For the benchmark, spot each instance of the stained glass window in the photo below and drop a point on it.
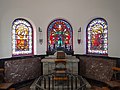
(60, 35)
(97, 37)
(22, 37)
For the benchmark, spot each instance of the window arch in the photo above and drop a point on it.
(59, 36)
(22, 37)
(97, 37)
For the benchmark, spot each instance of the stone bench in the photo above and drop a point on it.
(6, 86)
(99, 69)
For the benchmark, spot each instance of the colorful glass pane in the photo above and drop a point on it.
(22, 39)
(97, 37)
(59, 35)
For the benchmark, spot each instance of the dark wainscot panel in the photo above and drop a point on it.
(22, 69)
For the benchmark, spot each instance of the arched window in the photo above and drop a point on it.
(97, 37)
(22, 38)
(60, 36)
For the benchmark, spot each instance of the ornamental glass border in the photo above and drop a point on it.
(97, 37)
(55, 24)
(22, 38)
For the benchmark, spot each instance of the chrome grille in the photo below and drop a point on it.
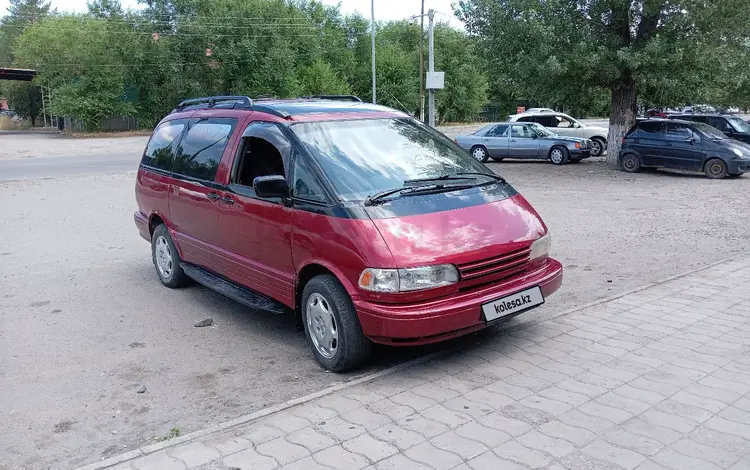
(497, 267)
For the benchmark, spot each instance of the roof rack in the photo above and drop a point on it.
(335, 97)
(242, 102)
(211, 101)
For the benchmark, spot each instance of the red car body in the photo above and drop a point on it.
(274, 248)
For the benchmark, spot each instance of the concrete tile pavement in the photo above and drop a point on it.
(656, 379)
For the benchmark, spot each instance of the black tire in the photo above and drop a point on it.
(174, 277)
(602, 147)
(352, 347)
(630, 163)
(716, 169)
(563, 159)
(478, 149)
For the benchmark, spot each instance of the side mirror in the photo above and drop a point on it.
(271, 186)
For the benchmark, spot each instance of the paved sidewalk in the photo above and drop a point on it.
(657, 379)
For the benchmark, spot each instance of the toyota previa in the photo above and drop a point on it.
(368, 225)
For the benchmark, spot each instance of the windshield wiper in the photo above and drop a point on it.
(464, 175)
(430, 188)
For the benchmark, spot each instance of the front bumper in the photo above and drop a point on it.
(739, 166)
(579, 153)
(448, 317)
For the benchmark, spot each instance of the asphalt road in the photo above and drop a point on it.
(84, 320)
(58, 167)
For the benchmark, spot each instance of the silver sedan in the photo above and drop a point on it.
(523, 140)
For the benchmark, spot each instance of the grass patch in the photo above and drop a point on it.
(174, 432)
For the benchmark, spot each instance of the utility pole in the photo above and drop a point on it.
(372, 35)
(431, 54)
(421, 64)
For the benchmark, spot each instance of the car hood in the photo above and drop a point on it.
(461, 235)
(563, 138)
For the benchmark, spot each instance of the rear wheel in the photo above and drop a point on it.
(598, 145)
(716, 169)
(559, 155)
(166, 260)
(332, 326)
(630, 163)
(480, 153)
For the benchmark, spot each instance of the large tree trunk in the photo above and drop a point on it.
(621, 117)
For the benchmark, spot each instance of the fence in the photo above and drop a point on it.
(111, 124)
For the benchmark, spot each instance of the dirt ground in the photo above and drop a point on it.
(84, 321)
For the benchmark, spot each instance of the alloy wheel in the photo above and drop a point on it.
(321, 325)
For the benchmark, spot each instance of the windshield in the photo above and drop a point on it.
(739, 125)
(541, 130)
(366, 156)
(711, 132)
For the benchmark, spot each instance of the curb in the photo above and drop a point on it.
(151, 448)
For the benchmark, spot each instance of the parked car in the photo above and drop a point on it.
(368, 225)
(527, 140)
(538, 110)
(563, 124)
(683, 145)
(10, 114)
(661, 112)
(731, 126)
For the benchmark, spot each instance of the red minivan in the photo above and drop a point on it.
(369, 225)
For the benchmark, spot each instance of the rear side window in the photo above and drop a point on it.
(650, 130)
(199, 153)
(162, 145)
(498, 131)
(678, 132)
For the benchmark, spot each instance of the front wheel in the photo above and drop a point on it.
(331, 325)
(630, 163)
(480, 153)
(559, 155)
(716, 169)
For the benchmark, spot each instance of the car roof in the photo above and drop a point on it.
(288, 109)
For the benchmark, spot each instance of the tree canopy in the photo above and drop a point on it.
(111, 61)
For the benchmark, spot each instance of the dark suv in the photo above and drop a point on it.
(683, 145)
(364, 222)
(731, 126)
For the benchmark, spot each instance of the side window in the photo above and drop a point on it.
(547, 121)
(520, 131)
(305, 184)
(265, 152)
(499, 131)
(650, 130)
(721, 124)
(200, 151)
(563, 122)
(161, 147)
(678, 132)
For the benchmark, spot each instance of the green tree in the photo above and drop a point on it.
(563, 51)
(81, 60)
(25, 99)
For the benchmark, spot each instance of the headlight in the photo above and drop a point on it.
(541, 246)
(409, 279)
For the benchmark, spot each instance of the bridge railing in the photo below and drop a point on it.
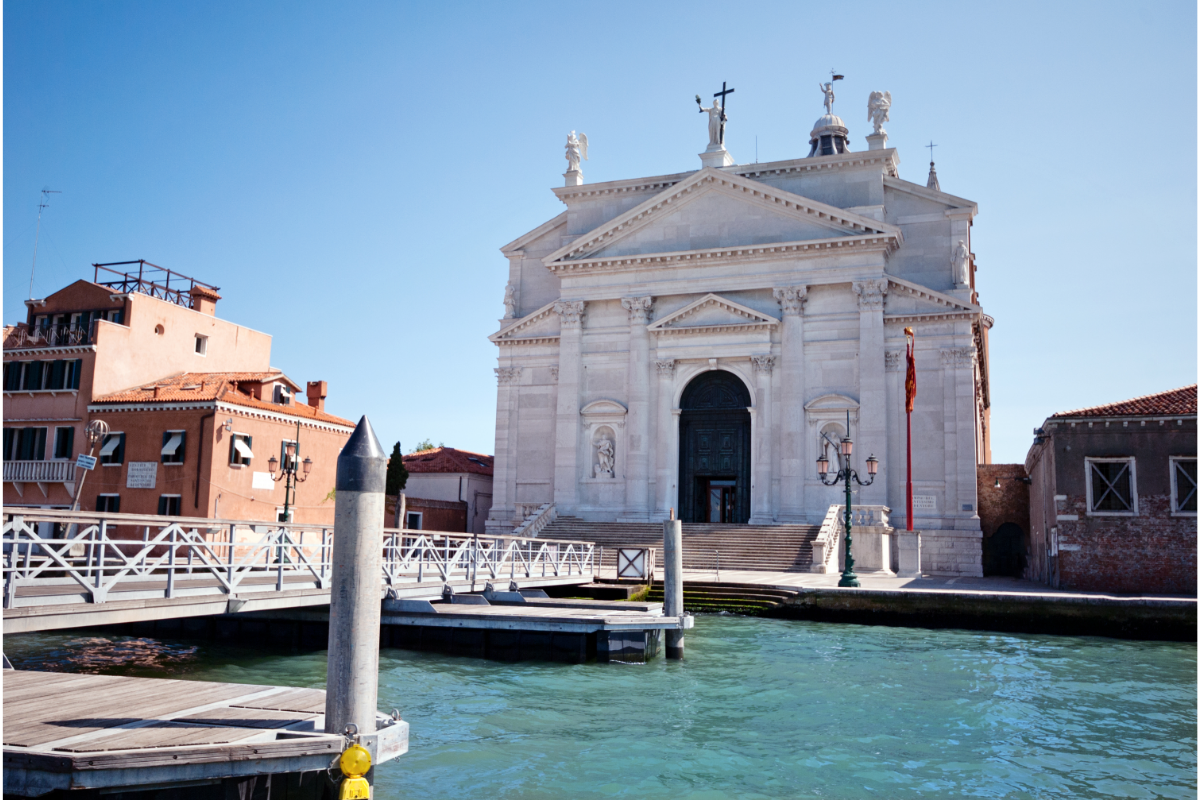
(153, 555)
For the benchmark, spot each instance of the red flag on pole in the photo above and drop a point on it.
(910, 396)
(910, 382)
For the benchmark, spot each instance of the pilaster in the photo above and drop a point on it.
(871, 438)
(567, 417)
(637, 464)
(792, 433)
(667, 431)
(762, 479)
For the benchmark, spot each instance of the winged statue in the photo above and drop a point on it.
(877, 107)
(576, 146)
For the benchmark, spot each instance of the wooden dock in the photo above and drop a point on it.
(66, 732)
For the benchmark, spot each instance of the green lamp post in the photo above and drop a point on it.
(846, 474)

■ ■ ■ ■

Format the material from the line with "For the benchmark, spot each instance of the bridge" up to and including its last line as a Markdown table with the columns Row and Content, numbering each row and skipping blank lines. Leave the pictures out.

| Row | Content |
|---|---|
| 1 | For the benchmark, spot each instance of the bridge railing in the photo below and drop a point on it. |
| 2 | (153, 555) |
| 3 | For the benchmark, spot each instance of the red flag on pole in the photo above and drop a point on it. |
| 4 | (910, 396) |
| 5 | (910, 382) |
| 6 | For the benchmark, spot each instance of the pilaster in the photo above and drop a point on it. |
| 7 | (871, 438) |
| 8 | (567, 417) |
| 9 | (637, 464) |
| 10 | (792, 433) |
| 11 | (667, 431) |
| 12 | (762, 479) |
| 13 | For the benchmark, spot each instance of the winged statue in the photo above and drop a point on it. |
| 14 | (877, 107) |
| 15 | (576, 146) |
| 16 | For the benchmark, spot each instance of the wooden dock in the photo above and drop a point on it. |
| 17 | (66, 732) |
| 18 | For the benchmark, spot each instance of the green lamp post in the photo above and drop a point on it. |
| 19 | (846, 474) |